THE TASK:
Look through the listing below, and wherever a line has the string "dashed", copy it.

MATERIAL PROVIDED:
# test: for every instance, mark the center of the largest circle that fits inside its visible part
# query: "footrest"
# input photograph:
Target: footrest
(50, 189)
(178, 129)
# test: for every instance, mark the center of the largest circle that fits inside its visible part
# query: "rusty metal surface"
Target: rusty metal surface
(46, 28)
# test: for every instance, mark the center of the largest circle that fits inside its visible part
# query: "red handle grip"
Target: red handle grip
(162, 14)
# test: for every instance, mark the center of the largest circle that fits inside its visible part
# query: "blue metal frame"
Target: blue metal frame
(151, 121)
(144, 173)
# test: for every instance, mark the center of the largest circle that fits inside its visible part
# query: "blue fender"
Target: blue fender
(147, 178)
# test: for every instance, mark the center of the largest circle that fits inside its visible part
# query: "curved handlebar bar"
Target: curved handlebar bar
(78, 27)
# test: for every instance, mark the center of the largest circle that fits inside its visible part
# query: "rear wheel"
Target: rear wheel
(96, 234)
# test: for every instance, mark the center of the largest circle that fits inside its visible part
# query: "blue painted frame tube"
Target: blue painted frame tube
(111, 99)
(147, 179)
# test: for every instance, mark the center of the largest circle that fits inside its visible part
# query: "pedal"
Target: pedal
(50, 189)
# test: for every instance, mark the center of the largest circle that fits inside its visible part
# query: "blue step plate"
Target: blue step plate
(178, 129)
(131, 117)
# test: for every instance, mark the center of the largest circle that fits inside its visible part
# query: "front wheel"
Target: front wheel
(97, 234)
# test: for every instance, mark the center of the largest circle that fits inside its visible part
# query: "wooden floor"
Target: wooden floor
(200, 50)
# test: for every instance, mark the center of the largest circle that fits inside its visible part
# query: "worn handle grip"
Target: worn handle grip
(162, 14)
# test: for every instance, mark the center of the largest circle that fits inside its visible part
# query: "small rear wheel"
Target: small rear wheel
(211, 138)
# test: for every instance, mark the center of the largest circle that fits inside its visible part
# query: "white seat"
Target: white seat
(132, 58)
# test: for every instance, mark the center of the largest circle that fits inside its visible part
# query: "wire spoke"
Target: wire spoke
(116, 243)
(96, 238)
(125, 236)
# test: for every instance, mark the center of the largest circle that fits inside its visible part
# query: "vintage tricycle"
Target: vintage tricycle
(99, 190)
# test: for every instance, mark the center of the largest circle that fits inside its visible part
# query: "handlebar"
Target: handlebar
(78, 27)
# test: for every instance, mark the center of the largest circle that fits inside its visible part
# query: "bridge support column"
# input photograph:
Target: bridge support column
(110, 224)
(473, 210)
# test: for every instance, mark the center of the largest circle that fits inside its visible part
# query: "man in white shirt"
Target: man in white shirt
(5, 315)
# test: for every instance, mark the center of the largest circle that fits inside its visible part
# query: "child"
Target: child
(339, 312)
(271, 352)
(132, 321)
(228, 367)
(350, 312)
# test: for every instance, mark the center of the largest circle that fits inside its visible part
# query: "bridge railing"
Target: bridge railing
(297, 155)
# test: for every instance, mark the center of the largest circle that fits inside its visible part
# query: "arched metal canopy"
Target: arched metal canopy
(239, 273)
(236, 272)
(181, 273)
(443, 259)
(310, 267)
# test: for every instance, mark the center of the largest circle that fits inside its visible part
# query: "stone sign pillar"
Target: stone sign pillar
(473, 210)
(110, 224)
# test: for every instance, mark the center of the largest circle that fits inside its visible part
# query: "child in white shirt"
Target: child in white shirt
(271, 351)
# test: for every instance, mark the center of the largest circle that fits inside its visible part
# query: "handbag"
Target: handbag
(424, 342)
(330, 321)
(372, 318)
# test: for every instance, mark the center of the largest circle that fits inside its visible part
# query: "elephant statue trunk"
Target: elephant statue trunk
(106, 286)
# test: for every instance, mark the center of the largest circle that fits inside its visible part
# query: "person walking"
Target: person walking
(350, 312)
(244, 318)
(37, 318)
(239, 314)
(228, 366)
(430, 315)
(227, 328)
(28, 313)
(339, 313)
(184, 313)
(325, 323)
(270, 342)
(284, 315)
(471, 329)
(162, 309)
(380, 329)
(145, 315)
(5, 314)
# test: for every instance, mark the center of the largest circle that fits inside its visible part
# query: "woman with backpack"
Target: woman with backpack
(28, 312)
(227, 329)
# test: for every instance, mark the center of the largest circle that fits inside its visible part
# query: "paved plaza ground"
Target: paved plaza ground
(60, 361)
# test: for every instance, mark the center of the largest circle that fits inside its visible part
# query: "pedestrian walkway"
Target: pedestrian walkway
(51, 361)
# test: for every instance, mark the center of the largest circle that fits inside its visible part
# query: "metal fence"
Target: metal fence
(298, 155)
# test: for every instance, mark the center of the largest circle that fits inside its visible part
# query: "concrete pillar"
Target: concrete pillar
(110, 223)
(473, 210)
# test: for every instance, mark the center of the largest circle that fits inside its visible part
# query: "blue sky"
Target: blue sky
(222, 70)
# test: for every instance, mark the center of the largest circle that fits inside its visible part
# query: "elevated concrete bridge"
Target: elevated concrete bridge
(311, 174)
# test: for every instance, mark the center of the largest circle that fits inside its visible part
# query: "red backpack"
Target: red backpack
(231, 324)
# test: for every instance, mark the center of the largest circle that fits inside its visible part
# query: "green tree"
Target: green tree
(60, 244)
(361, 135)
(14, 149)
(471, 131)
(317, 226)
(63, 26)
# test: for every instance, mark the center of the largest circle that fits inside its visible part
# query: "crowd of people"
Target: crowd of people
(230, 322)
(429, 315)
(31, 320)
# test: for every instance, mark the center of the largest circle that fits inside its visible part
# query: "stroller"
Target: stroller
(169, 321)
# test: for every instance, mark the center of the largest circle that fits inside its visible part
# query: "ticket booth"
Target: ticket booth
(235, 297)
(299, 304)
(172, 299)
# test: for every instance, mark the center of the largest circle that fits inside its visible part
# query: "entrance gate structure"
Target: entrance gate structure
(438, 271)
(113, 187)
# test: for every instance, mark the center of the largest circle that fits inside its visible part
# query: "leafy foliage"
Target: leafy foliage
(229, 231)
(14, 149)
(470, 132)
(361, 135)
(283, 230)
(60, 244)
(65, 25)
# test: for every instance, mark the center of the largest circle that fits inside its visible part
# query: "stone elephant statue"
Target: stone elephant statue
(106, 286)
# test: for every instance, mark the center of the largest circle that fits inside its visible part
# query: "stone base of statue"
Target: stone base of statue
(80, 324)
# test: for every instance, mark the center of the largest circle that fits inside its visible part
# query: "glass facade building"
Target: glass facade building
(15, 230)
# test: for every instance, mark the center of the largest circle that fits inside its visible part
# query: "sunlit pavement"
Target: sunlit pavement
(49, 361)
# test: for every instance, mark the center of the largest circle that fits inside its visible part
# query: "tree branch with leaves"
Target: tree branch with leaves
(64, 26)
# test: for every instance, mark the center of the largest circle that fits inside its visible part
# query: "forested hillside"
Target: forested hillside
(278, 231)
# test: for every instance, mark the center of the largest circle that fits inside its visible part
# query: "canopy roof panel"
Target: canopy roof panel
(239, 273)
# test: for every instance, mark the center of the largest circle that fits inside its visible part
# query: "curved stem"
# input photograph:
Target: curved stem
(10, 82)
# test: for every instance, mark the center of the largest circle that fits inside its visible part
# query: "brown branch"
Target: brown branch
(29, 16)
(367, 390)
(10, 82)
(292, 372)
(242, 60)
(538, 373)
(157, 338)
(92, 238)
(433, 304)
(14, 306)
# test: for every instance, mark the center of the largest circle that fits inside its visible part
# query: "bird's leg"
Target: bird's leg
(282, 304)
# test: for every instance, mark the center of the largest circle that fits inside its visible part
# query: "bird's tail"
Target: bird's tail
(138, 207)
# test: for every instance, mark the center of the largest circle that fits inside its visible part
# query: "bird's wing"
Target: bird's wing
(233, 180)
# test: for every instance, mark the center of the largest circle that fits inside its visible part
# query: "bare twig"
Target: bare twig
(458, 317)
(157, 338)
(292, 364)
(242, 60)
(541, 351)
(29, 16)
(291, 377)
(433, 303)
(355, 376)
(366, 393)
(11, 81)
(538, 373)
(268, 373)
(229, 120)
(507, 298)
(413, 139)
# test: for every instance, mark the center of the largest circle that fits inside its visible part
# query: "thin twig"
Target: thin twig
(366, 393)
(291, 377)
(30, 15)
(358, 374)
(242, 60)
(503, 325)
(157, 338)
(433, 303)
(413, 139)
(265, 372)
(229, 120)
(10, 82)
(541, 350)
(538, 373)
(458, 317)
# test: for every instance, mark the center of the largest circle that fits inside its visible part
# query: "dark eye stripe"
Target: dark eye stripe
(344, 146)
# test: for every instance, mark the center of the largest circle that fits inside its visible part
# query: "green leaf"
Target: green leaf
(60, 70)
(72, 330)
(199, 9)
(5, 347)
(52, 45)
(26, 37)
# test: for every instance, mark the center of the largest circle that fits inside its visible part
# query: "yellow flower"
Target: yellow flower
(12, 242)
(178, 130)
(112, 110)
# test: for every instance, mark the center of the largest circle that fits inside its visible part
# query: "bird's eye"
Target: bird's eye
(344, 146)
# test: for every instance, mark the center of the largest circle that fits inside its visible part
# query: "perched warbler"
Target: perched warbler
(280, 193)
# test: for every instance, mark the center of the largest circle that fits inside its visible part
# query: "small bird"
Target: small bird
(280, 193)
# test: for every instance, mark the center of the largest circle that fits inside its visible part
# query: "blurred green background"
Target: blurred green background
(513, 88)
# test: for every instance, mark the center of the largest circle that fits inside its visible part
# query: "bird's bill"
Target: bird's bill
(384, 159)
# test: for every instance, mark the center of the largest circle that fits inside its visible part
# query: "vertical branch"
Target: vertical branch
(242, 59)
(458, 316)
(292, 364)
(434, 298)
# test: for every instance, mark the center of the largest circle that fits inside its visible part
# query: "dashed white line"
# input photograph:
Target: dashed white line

ANSWER TO THIS PROBLEM:
# query: "dashed white line"
Target: dashed white line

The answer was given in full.